▶ **MATERIAL FOR THIS TASK**
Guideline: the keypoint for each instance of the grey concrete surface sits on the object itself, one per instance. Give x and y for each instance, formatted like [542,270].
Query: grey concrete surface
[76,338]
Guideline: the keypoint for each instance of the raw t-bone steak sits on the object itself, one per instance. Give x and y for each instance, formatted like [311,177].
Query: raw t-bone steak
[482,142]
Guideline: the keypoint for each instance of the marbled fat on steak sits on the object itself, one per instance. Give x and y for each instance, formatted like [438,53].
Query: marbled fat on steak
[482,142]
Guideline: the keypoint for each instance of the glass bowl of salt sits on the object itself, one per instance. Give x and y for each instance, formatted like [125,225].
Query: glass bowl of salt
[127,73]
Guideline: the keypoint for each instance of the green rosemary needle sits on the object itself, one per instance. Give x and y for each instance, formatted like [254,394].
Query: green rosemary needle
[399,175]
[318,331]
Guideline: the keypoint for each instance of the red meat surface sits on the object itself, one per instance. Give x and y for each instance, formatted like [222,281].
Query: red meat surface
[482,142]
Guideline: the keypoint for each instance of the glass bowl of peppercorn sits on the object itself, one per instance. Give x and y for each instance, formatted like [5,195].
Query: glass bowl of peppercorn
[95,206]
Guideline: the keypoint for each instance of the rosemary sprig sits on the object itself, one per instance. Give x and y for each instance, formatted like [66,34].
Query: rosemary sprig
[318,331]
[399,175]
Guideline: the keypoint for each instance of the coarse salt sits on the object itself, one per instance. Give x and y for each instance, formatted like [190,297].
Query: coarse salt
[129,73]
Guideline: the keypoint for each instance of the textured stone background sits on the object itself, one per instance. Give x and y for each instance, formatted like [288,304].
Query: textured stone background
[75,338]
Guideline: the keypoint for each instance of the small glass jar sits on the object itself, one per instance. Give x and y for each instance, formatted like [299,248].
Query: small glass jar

▶ **AIM OF THE TASK**
Print the material above once more, exactly.

▶ **EXERCISE RESPONSE**
Guideline: the keypoint for each instance of the grey concrete surface sits on the object itself, one per instance. Give x and y for each instance, formatted like [542,270].
Query: grey concrete surface
[76,338]
Guideline: the keypoint for each instance of the raw t-bone steak sits on the object itself, one per instance. Give x and y for each instance, formatted like [311,177].
Query: raw t-bone steak
[482,142]
Guideline: the keypoint for each instance of the marbled fat on steak sits on the object itself, one per instance. Give x and y for each instance, formatted like [438,53].
Query: marbled fat on steak
[482,142]
Guideline: the keypoint for each instance of the glass bowl of salt sits on the object itself, one per instance. Give x and y for each instance, formatted like [125,225].
Query: glass bowl of salt
[127,73]
Guideline: the keypoint for each instance of the green rosemary needle sits on the object itself, one per instance. Give x and y for each instance, formatted like [254,394].
Query: green rosemary needle
[399,175]
[318,331]
Guideline: the keypoint for each instance of the red meat surface sits on the object itself, one per instance. Give x and y for each instance, formatted like [222,281].
Query: red meat surface
[482,142]
Guideline: the keypoint for each instance of the glass bowl of peppercorn sits on the object itself, one per instance. Give x and y for each instance, formatted like [5,195].
Query: glass bowl of peppercorn
[95,206]
Guideline: the keypoint for each instance of the rosemary sprig sits on the object itself, one per instance. Give x and y for each instance, formatted like [66,34].
Query: rosemary sprig
[318,331]
[399,175]
Guideline: the keypoint for each instance of the coarse salt sits on the object itself, one per instance. Give x and y for each instance, formatted like [190,297].
Query: coarse salt
[129,73]
Guideline: the keypoint for each instance of the textured stone background sits on the object itself, one per instance. Give x and y for each instance, formatted like [288,304].
Query: textured stone background
[75,338]
Guideline: the keypoint for each instance of the small glass jar sits on the object itself, one per instance. Give x and y for each instance, formatted like [299,248].
Query: small glass jar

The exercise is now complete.